> **TASK INSTRUCTIONS**:
[A] In the Layne Hatcher biography, what award is listed for 2019?
[B] Continue the Layne Hatcher biography after its final sentence.

> **EXCERPT PROVIDED**:

____

Layne Hatcher

No. 18, 3
- Position: Quarterback

Personal information
- Born: February 15, 1999 (age 27) Little Rock, Arkansas, U.S.
- Listed height: 5 ft 10 in (1.78 m)
- Listed weight: 216 lb (98 kg)

Career information
- High school: Pulaski (Pleasant Valley, Arkansas)
- College: Alabama (2018); Arkansas State (2019–2021); Texas State (2022); Ball State (2023);

Awards and highlights
- Sun Belt Freshman of the Year (2019);
- Stats at ESPN

= Layne Hatcher =

American college football player (born 1999)

Layne Hatcher (born February 15, 1999) is an American former college football quarterback who played for the Alabama Crimson Tide, Arkansas State Red Wolves, Texas State Bobcats and Ball State Cardinals.

== Early life ==
Hatcher was born on February 15, 1999, in Little Rock, Arkansas. He attended and played high school football for Pulaski Academy in Pleasant Valley, Arkansas.

____

> **INFORMATION PROVIDED**:
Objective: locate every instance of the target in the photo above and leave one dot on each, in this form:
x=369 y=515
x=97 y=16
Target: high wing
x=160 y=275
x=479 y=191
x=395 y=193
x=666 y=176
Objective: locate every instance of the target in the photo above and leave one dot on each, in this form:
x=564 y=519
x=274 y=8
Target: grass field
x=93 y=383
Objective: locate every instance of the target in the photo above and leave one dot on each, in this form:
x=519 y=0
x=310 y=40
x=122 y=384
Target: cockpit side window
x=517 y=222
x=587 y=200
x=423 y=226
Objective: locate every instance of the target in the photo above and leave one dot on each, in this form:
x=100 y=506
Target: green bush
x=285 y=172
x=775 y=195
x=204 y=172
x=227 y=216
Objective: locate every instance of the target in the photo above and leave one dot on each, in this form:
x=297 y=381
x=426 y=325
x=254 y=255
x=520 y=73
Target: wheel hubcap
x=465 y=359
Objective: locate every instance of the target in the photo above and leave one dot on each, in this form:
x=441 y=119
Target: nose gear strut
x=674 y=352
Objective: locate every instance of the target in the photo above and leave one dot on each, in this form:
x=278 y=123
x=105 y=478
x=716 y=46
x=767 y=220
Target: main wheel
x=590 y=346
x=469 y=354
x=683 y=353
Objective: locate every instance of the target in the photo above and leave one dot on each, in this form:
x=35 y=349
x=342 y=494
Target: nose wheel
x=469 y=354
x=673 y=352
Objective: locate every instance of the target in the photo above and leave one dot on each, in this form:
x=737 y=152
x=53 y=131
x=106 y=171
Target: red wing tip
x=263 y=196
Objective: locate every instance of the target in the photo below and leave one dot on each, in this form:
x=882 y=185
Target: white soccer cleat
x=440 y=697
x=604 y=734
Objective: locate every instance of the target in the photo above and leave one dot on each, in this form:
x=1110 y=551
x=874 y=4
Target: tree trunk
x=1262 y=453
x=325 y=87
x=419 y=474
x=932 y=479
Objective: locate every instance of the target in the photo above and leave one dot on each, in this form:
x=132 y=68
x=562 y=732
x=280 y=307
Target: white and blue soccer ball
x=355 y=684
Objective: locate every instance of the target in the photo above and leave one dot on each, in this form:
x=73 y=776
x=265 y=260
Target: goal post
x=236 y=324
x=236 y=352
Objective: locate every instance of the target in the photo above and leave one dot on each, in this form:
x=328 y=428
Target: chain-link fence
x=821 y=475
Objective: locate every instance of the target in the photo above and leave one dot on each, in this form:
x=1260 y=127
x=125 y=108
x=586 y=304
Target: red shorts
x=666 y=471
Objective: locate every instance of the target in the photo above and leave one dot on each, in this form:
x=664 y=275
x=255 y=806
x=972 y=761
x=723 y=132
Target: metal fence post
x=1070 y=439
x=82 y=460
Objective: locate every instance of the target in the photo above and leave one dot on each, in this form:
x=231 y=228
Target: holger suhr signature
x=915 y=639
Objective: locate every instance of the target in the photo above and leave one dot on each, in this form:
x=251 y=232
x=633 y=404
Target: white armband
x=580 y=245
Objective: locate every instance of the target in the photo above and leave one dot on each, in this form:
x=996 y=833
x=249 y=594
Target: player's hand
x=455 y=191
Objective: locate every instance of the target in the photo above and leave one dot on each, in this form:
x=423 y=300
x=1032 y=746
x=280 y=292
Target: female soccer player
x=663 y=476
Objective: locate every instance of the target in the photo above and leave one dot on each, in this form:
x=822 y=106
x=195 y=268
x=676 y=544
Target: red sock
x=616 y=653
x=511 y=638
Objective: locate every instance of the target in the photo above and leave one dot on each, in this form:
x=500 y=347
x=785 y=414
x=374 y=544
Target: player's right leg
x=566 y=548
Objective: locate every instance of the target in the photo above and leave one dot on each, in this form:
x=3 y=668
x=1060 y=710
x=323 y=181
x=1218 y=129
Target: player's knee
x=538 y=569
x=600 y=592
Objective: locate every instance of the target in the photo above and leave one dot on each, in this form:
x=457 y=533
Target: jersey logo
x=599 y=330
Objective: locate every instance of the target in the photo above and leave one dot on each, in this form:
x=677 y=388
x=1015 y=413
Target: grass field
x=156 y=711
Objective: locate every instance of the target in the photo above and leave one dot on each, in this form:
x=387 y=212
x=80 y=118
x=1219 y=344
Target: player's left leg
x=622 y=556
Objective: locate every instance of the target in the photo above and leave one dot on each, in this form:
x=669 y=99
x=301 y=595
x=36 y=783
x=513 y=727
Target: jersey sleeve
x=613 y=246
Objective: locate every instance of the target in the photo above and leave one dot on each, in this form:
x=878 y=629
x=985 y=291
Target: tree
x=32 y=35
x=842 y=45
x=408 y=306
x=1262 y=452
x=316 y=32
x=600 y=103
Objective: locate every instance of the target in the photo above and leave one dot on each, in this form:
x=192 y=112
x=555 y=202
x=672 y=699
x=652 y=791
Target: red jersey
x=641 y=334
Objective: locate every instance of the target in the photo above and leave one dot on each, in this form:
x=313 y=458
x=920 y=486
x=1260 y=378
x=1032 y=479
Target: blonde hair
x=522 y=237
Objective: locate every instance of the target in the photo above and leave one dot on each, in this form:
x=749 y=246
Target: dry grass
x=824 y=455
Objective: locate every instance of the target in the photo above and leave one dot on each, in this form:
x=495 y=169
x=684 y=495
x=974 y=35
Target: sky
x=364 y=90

____

> **ANSWERS FOR THE TASKS**:
[A] Sun Belt Freshman of the Year.

[B]
Hatcher was a three-year varsity starter for the school and he finished as Arkansas high school football's all-time leader in passing yards and touchdowns with 15,483 yards and 185 touchdowns. As a starter he had a record of 41–1 including four-straight Class 5A state championships. As a senior in 2017 he passed for 5,779 yards and 66 touchdowns. He was an All-Conference and All-State player for his sophomore through senior year while also earning the honors of Arkansas Democrat-Gazette All-Arkansas Preps Offensive Player of the Year, Hootens.com 5A Offensive Player of the Year, and Gatorade Arkansas Football Player of the Year during his senior year.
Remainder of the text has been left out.